[Start of Attachment]
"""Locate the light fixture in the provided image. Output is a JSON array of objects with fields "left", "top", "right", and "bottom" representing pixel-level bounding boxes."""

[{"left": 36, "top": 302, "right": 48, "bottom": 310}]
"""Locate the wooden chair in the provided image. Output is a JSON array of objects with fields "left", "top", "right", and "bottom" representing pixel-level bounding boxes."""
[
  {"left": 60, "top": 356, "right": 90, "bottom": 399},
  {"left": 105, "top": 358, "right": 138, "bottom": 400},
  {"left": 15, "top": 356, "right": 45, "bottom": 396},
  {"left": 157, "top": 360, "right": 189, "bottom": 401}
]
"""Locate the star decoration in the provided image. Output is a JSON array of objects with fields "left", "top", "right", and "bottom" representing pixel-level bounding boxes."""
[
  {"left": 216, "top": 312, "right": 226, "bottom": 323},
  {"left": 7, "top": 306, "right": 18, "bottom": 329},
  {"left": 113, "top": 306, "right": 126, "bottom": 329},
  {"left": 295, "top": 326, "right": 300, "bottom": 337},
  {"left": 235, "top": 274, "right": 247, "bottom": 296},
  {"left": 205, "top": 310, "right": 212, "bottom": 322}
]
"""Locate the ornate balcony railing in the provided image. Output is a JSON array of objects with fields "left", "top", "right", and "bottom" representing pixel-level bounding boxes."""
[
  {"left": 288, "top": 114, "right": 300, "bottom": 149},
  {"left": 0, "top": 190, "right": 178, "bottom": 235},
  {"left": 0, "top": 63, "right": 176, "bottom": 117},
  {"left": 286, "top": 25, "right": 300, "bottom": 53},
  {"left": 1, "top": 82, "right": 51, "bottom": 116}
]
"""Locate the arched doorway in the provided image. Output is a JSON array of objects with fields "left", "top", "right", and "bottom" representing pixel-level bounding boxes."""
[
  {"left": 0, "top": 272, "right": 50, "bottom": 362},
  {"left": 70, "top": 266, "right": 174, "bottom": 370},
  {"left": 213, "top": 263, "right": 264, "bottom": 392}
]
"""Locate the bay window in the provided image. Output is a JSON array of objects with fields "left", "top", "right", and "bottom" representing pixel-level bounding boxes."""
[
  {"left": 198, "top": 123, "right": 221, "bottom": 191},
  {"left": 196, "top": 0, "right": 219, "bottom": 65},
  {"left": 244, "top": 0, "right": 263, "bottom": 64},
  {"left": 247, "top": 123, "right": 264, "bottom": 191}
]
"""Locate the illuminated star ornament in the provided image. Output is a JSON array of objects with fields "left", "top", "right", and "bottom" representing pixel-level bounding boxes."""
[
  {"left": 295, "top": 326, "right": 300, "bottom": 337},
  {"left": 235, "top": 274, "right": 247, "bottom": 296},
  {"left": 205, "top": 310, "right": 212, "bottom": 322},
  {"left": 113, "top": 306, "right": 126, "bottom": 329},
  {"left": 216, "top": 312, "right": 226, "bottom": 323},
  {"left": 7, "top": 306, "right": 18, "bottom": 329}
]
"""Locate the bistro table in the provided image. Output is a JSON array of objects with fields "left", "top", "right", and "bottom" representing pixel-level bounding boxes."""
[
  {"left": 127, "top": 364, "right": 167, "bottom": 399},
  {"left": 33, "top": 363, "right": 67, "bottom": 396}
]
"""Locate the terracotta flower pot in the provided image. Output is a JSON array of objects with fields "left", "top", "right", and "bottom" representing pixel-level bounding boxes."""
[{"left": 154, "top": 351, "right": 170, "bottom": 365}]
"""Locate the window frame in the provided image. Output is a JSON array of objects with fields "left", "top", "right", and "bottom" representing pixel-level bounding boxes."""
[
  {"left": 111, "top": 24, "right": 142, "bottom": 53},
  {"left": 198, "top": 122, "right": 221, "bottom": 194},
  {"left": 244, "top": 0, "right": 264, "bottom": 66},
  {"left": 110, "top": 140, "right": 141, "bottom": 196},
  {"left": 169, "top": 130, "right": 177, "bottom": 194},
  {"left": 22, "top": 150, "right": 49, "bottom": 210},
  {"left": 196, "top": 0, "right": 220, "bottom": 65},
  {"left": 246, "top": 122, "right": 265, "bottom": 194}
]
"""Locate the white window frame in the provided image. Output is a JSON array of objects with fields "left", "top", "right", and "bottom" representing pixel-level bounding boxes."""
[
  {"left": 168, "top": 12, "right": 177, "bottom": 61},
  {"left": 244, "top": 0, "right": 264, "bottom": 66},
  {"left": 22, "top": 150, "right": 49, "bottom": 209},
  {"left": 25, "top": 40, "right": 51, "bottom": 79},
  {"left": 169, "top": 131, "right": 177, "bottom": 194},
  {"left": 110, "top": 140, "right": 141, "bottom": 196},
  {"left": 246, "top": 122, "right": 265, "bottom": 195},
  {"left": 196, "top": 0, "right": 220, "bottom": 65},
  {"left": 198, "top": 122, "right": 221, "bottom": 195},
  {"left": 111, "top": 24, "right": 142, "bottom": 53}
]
[End of Attachment]
TASK INSTRUCTIONS: The task requires that all the material be restated word for word.

SOLUTION:
"""Locate the light fixture in the provided image. Output is a JSON array of objects with fields "left", "top", "right", and "bottom" representing pixel-level bounding boxes."""

[{"left": 36, "top": 302, "right": 48, "bottom": 310}]
"""Locate the wooden chair in the provided image. Output is a JSON array of objects with fields "left", "top", "right", and "bottom" representing pixel-level bounding boxes."""
[
  {"left": 60, "top": 356, "right": 90, "bottom": 399},
  {"left": 105, "top": 358, "right": 138, "bottom": 400},
  {"left": 15, "top": 356, "right": 45, "bottom": 396},
  {"left": 157, "top": 360, "right": 189, "bottom": 401}
]
"""Locate the star decoration in the provided image. Output is a JSON array of objects with fields "left", "top", "right", and "bottom" representing pixel-level bounding boxes."""
[
  {"left": 216, "top": 312, "right": 226, "bottom": 323},
  {"left": 7, "top": 306, "right": 18, "bottom": 329},
  {"left": 113, "top": 306, "right": 126, "bottom": 329},
  {"left": 295, "top": 326, "right": 300, "bottom": 337},
  {"left": 235, "top": 274, "right": 247, "bottom": 296},
  {"left": 205, "top": 310, "right": 212, "bottom": 322}
]
"""Locate the ornate balcony railing in the provided image. Output is a JSON array of objects with fields "left", "top", "right", and "bottom" representing pixel-level bounding boxes."""
[
  {"left": 288, "top": 114, "right": 300, "bottom": 149},
  {"left": 0, "top": 190, "right": 178, "bottom": 235},
  {"left": 0, "top": 63, "right": 176, "bottom": 117},
  {"left": 286, "top": 25, "right": 300, "bottom": 53},
  {"left": 1, "top": 82, "right": 51, "bottom": 116}
]
"""Locate the arched doorway in the provided image. Output is a JSON array of objects with fields "left", "top", "right", and "bottom" representing pixel-level bounding boxes."""
[
  {"left": 0, "top": 272, "right": 50, "bottom": 362},
  {"left": 70, "top": 266, "right": 174, "bottom": 370},
  {"left": 213, "top": 263, "right": 264, "bottom": 392}
]
"""Locate the bay window in the provided image. Output is a JSON array of objects with fields "left", "top", "right", and "bottom" representing pixel-level bounding boxes."""
[
  {"left": 198, "top": 123, "right": 221, "bottom": 191},
  {"left": 196, "top": 0, "right": 219, "bottom": 65},
  {"left": 244, "top": 0, "right": 263, "bottom": 64},
  {"left": 247, "top": 123, "right": 264, "bottom": 191}
]
"""Locate the illuminated star ornament in the provided image. Output is a JSON array of objects with fields "left", "top", "right", and "bottom" representing pixel-level bounding boxes."""
[
  {"left": 295, "top": 326, "right": 300, "bottom": 337},
  {"left": 235, "top": 274, "right": 247, "bottom": 296},
  {"left": 205, "top": 310, "right": 212, "bottom": 322},
  {"left": 113, "top": 306, "right": 126, "bottom": 329},
  {"left": 216, "top": 312, "right": 226, "bottom": 323},
  {"left": 7, "top": 306, "right": 18, "bottom": 329}
]
"""Locate the bistro table in the provided image. Output is a JSON array of objects with fields "left", "top", "right", and "bottom" representing pixel-level bounding boxes."""
[
  {"left": 127, "top": 364, "right": 167, "bottom": 399},
  {"left": 33, "top": 363, "right": 67, "bottom": 396}
]
"""Locate the terracotta flower pot in the provided image. Output is a JSON array of objects with fields "left", "top", "right", and "bottom" representing pixel-level bounding boxes."""
[{"left": 154, "top": 351, "right": 170, "bottom": 365}]
"""Locate the window frame in the provided image. Output is a JSON array of objects with fields "left", "top", "right", and "bottom" representing pixel-level bounding boxes."""
[
  {"left": 111, "top": 24, "right": 142, "bottom": 53},
  {"left": 198, "top": 122, "right": 221, "bottom": 194},
  {"left": 244, "top": 0, "right": 264, "bottom": 66},
  {"left": 110, "top": 140, "right": 141, "bottom": 196},
  {"left": 169, "top": 130, "right": 177, "bottom": 194},
  {"left": 22, "top": 150, "right": 49, "bottom": 210},
  {"left": 196, "top": 0, "right": 220, "bottom": 65},
  {"left": 246, "top": 122, "right": 265, "bottom": 194}
]
"""Locate the white window frame in the provided image. Output is a JSON array of objects with fields "left", "top", "right", and "bottom" representing pixel-level bounding boxes."""
[
  {"left": 168, "top": 12, "right": 177, "bottom": 61},
  {"left": 244, "top": 0, "right": 264, "bottom": 66},
  {"left": 22, "top": 150, "right": 49, "bottom": 209},
  {"left": 25, "top": 40, "right": 51, "bottom": 79},
  {"left": 169, "top": 131, "right": 177, "bottom": 194},
  {"left": 110, "top": 140, "right": 141, "bottom": 196},
  {"left": 246, "top": 122, "right": 265, "bottom": 195},
  {"left": 196, "top": 0, "right": 220, "bottom": 65},
  {"left": 198, "top": 122, "right": 221, "bottom": 195},
  {"left": 111, "top": 24, "right": 142, "bottom": 53}
]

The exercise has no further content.